◆ Supplied records
******************************
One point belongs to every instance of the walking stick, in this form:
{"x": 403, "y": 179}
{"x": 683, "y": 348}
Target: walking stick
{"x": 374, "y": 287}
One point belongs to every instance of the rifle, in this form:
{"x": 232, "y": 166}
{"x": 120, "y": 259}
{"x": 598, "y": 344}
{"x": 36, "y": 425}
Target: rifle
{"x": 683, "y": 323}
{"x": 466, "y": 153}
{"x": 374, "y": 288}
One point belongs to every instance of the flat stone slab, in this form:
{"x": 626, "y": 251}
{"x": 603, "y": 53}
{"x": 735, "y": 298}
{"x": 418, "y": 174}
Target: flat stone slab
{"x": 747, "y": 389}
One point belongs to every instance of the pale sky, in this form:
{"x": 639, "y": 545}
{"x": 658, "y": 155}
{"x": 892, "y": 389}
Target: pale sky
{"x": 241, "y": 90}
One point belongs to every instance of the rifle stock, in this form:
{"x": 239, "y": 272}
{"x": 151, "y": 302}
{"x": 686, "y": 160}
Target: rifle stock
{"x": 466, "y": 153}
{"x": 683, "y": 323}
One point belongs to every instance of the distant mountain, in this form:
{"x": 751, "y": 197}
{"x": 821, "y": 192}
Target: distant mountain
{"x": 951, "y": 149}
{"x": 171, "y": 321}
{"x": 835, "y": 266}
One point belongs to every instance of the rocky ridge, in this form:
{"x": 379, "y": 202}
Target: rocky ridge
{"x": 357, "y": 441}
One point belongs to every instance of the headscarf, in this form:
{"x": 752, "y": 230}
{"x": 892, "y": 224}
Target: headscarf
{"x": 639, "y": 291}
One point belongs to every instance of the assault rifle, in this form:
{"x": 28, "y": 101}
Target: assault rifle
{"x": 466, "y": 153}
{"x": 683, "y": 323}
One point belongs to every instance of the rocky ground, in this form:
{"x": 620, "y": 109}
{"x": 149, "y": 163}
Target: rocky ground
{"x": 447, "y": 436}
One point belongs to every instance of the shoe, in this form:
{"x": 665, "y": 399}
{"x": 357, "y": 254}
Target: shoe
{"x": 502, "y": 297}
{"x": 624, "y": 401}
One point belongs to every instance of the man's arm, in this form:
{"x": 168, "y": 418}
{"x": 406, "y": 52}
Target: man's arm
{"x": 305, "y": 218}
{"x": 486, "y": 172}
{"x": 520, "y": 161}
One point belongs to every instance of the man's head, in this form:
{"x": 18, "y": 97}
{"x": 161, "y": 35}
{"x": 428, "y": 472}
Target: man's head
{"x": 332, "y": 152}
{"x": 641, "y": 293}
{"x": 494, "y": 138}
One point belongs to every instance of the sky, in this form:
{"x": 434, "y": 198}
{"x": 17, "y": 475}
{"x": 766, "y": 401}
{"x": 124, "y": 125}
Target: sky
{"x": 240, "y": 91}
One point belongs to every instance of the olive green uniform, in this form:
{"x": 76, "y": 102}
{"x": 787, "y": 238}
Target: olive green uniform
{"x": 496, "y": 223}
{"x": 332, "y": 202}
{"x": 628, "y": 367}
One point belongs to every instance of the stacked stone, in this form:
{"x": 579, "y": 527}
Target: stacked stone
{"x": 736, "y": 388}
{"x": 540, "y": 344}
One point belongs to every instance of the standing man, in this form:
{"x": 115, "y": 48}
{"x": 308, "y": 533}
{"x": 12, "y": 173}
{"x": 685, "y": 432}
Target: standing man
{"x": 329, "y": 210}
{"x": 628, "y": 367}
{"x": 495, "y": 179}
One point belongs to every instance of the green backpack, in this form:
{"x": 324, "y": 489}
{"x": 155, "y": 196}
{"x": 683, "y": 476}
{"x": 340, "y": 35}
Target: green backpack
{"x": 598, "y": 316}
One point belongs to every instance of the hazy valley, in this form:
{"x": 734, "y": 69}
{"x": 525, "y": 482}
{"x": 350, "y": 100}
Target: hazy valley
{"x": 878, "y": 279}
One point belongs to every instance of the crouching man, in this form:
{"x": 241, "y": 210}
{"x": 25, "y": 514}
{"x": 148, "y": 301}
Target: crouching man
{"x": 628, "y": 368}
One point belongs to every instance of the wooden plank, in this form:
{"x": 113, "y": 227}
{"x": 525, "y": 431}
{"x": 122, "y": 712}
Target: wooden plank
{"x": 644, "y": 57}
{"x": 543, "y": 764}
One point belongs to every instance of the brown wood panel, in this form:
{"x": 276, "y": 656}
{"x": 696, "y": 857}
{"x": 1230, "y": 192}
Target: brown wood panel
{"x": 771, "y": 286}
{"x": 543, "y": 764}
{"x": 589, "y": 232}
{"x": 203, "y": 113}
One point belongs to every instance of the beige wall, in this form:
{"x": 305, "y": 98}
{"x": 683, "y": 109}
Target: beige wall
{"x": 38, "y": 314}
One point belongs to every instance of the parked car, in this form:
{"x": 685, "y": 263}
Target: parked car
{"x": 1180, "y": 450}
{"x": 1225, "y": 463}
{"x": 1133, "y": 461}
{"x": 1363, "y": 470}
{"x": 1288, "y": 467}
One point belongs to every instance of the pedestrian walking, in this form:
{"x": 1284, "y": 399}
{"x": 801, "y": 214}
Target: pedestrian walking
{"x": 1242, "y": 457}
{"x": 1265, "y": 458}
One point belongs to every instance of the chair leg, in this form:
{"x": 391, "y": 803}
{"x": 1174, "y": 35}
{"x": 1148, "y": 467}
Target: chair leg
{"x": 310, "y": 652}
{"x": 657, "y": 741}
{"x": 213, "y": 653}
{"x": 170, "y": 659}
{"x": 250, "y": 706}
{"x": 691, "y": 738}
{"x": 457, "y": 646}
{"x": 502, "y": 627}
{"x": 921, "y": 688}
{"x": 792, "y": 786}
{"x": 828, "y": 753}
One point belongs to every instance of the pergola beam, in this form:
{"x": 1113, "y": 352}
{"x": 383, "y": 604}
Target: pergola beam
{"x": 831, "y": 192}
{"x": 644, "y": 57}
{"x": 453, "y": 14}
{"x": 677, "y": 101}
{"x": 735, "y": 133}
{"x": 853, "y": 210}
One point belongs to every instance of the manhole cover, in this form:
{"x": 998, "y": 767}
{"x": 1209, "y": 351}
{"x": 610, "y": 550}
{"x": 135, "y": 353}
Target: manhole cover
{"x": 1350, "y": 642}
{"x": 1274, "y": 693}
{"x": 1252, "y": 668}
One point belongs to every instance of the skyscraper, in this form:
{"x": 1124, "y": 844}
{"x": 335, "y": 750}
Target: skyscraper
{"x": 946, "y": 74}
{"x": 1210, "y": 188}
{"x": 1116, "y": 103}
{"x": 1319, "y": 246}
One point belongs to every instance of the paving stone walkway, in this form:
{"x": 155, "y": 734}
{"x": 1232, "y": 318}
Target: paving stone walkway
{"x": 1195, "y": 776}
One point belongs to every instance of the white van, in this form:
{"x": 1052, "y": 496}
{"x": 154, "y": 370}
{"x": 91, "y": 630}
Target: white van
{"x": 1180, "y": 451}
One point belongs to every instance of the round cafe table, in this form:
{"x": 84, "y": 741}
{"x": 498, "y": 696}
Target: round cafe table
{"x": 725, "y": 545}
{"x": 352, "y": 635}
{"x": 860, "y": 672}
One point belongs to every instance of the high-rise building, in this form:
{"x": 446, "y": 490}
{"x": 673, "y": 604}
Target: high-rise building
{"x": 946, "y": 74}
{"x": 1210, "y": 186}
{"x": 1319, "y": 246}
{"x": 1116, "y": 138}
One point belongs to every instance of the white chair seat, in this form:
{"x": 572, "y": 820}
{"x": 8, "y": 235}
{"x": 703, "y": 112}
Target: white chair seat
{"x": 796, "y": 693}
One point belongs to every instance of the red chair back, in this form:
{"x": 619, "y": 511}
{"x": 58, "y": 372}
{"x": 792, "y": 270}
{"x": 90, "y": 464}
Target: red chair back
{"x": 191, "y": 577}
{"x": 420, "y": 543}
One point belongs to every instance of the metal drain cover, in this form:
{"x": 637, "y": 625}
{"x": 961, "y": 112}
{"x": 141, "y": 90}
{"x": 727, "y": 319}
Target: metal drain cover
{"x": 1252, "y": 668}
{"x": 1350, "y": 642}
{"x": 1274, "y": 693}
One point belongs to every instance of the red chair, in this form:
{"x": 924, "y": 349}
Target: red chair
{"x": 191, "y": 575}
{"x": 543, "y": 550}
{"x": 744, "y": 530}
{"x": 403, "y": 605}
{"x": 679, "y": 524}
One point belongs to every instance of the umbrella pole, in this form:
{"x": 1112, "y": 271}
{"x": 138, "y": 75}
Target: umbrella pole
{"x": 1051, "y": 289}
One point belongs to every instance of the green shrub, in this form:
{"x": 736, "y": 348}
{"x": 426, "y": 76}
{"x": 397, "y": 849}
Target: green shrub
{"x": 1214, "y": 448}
******************************
◆ What is asked
Copy the lines above exactly, starting at the line that contains "chair back, in" and ending at the last line, including both.

◆ Solution for this exercise
One point belongs to every instance of the red chair back, in this form:
{"x": 619, "y": 511}
{"x": 58, "y": 372}
{"x": 792, "y": 270}
{"x": 90, "y": 464}
Target: red chair back
{"x": 191, "y": 577}
{"x": 420, "y": 543}
One point belongs to every instance of the metal drain cover, in this form:
{"x": 637, "y": 625}
{"x": 961, "y": 112}
{"x": 141, "y": 90}
{"x": 727, "y": 319}
Target: metal drain cover
{"x": 1252, "y": 668}
{"x": 1350, "y": 642}
{"x": 1274, "y": 693}
One point belongs to every instance of the red chair, in this form:
{"x": 924, "y": 349}
Target: red chair
{"x": 191, "y": 575}
{"x": 543, "y": 550}
{"x": 744, "y": 530}
{"x": 403, "y": 605}
{"x": 679, "y": 524}
One point belongs to every instance of the umbrella pole, in this form:
{"x": 1112, "y": 271}
{"x": 138, "y": 75}
Target: umbrella pole
{"x": 1051, "y": 289}
One point belongs to every instance of the green shrub, in this form:
{"x": 736, "y": 348}
{"x": 426, "y": 76}
{"x": 397, "y": 849}
Target: green shrub
{"x": 1214, "y": 448}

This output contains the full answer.